**Given exercise:**
Copy the rows below word for word, leaving out the pictures.

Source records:
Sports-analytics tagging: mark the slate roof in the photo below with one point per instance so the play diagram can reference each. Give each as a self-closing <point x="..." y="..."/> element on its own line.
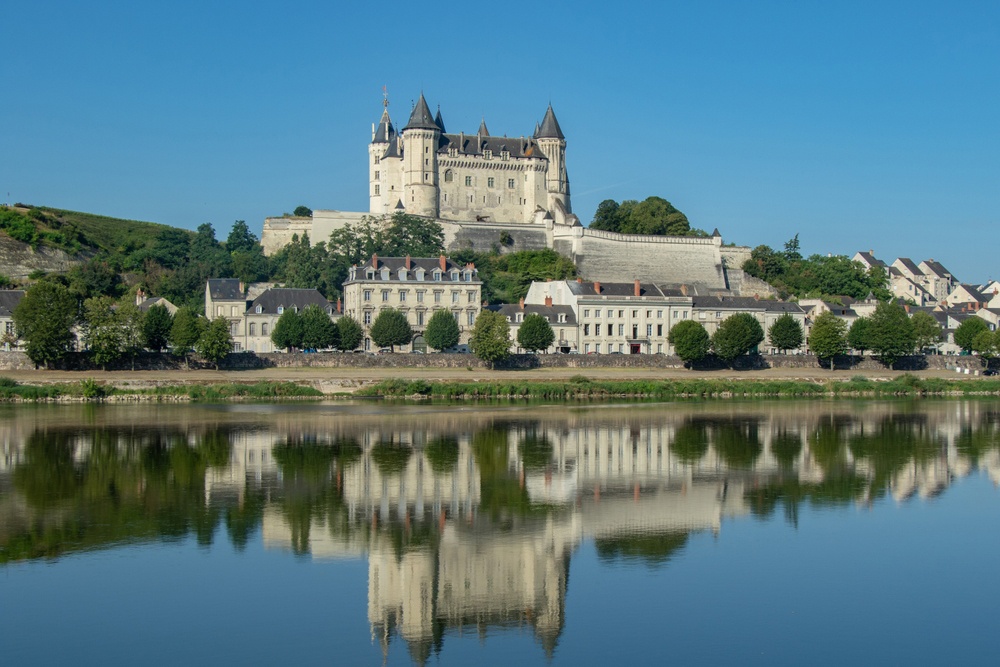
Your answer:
<point x="9" y="300"/>
<point x="288" y="297"/>
<point x="552" y="312"/>
<point x="225" y="289"/>
<point x="549" y="128"/>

**Result:**
Sports-analytics tagging: mark the slate roof in the photo below with one point per instance so the play diagram can reference each. Give each as a self-closing <point x="..." y="..."/> element on its own line.
Your answer:
<point x="9" y="300"/>
<point x="288" y="297"/>
<point x="552" y="312"/>
<point x="225" y="289"/>
<point x="549" y="128"/>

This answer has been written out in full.